Problems to work on:
- A) Translate this sentence from the festival review into French: "This year, the Toronto International Film Festival has screened a number of films concerned with the idea of what makes us parents in the first place, and how best to serve and protect those young souls under our care."
- B) Quote everything in the festival review from "Darkness prevails in" down to "under our care.".

Selected passage:
++++++

Darkness prevails in Toronto

Jamie Lee Curtis reprises her role as Laurie in David Gordon Green’s new Halloween, a 40th anniversary sequel/homage to John Carpenter’s original 1978 film.
Jamie Lee Curtis reprises her role as Laurie in David Gordon Green’s new Halloween, a 40th anniversary sequel/homage to John Carpenter’s original 1978 film.

TORONTO -- The relationships between parents and children play out on screens at every film festival, of course, though some years it has been the absence of children that has propelled the drama. This year, the Toronto International Film Festival has screened a number of films concerned with the idea of what makes us parents in the first place, and how best to serve and protect those young souls under our care.

Hirokazu Koreeda's Shoplifters, which won the Palme d'Or at last spring's Cannes, takes the idea of family and slowly, methodically deconstructs it. When we first meet Osamu (Lily Franky) and Shota (Jyo Kairi), they are smoothly stealing from a Seoul grocery store in a well-practiced harmony. They take their booty back to the small apartment they share with Shota's mother, Hatsue (Kirin Kiki), aunt and grandmother. Later that evening, after Osamu spies a sad and lonely looking little girl (Miyu Sasaki) who has been left alone in her cold apartment by her parents, he snatches her up and takes her home with him, adopting her on the spot, the first sign that this family might not be quite as it seems.

From there, Koreeda subtly strips away our conventional assumptions, like a sculptor slowly chipping away at a piece of marble, revealing a startling new form underneath. It turns out that this entire family is fabricated -- the grandmother is largely in name only; the son was another instant adoption, and even Osamu and his wife only got together after dispatching her first husband.

The thing is, even if cut from separate bolts of fabric, the tapestry Osamu and Hatsue have created is beautiful in its own way, with members supporting one another, even as they exploit the situation for their own gain. It's an odd mix, and not easy to interpret cleanly: Even though Granny is seemingly being used for her space and income, in return, she gets a house full of life and humor, and gets to spend the last stage of her life among people she cares about, if only by fabrication. Osamu actually is a very good father, oddly enough, caring for his adopted kids as his own, and even dispensing reassuring father/son advice to Shota, who seems perfectly happy.

++++++

Data under study:
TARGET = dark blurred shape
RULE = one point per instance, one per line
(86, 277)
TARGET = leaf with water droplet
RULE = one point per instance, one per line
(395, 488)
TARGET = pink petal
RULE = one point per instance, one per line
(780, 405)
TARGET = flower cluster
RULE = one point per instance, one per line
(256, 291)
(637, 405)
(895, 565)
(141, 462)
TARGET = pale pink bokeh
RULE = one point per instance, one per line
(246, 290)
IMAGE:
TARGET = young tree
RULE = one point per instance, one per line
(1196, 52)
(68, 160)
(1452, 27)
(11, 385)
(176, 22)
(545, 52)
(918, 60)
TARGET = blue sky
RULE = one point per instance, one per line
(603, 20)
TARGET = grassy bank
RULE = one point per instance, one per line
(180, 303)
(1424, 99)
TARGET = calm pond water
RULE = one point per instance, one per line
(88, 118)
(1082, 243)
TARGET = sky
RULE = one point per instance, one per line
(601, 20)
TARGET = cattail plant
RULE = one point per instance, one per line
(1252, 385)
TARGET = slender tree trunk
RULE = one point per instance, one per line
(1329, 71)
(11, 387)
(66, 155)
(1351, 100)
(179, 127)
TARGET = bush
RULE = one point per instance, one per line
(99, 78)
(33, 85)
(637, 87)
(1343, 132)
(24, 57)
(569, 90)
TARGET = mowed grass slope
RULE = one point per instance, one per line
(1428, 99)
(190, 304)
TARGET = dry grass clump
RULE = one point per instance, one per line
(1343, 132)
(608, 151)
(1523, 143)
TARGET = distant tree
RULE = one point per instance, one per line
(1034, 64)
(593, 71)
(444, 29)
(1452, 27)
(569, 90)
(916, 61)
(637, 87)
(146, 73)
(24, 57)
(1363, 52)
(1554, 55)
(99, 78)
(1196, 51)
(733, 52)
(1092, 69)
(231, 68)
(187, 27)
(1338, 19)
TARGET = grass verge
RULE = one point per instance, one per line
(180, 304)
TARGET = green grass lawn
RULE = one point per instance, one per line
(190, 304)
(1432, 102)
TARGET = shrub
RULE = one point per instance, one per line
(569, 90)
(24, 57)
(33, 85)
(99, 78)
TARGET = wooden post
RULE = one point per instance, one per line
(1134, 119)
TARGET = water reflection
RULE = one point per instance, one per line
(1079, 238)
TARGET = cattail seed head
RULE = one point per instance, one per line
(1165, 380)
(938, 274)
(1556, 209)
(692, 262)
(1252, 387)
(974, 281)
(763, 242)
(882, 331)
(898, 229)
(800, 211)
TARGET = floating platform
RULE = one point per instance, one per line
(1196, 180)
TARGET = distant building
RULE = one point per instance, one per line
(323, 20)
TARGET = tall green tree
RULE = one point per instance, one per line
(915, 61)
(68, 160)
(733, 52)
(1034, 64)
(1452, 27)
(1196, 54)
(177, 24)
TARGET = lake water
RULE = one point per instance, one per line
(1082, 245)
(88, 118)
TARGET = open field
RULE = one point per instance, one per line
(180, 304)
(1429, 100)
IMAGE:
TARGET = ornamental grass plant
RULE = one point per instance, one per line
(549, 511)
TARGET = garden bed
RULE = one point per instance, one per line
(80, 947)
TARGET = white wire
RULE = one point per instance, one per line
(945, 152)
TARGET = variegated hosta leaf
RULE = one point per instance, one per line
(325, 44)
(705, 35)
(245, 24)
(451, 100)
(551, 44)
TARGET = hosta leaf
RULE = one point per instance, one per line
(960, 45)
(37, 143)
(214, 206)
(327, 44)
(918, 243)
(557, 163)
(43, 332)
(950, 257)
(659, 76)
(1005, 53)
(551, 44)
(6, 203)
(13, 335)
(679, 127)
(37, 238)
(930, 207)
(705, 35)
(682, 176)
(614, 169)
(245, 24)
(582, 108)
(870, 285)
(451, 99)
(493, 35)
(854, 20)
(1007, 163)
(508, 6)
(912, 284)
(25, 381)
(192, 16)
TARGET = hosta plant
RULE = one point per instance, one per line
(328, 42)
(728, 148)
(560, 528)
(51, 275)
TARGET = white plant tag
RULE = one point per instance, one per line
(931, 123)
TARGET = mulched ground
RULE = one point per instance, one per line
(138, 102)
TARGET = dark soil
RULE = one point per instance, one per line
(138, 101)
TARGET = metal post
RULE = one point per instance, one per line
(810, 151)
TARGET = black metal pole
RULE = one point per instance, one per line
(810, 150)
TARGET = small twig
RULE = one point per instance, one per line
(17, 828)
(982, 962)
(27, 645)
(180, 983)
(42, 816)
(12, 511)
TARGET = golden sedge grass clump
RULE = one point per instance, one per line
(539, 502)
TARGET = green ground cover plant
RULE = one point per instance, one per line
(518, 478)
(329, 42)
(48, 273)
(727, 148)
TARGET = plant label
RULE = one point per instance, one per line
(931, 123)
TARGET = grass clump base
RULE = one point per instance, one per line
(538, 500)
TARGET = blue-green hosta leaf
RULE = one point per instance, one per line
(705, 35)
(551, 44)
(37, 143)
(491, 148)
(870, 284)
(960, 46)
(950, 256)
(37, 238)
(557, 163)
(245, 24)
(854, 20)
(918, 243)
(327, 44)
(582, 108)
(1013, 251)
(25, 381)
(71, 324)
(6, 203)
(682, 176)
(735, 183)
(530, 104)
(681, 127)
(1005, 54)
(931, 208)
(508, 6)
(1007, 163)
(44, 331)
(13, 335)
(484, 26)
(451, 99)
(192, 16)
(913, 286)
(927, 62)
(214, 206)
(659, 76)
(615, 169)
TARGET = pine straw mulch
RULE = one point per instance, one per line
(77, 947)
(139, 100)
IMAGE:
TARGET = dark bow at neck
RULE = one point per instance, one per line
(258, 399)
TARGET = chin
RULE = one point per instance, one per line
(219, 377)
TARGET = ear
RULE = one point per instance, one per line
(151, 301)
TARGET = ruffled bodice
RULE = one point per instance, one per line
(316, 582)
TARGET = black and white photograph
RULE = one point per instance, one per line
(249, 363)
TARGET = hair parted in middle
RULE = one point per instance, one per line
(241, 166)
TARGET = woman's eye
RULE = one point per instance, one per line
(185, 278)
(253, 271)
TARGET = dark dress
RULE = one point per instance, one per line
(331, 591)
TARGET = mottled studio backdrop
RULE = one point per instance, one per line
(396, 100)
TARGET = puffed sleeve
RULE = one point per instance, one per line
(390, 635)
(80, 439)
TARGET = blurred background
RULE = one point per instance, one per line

++++++

List of solutions:
- A) Cette année, le Festival international du film de Toronto a projeté plusieurs films consacrés à la question de ce qui fait de nous des parents en premier lieu, et de la meilleure façon de servir et de protéger ces jeunes âmes dont nous avons la charge.

- B)
Darkness prevails in Toronto

Jamie Lee Curtis reprises her role as Laurie in David Gordon Green’s new Halloween, a 40th anniversary sequel/homage to John Carpenter’s original 1978 film.
Jamie Lee Curtis reprises her role as Laurie in David Gordon Green’s new Halloween, a 40th anniversary sequel/homage to John Carpenter’s original 1978 film.

TORONTO -- The relationships between parents and children play out on screens at every film festival, of course, though some years it has been the absence of children that has propelled the drama. This year, the Toronto International Film Festival has screened a number of films concerned with the idea of what makes us parents in the first place, and how best to serve and protect those young souls under our care.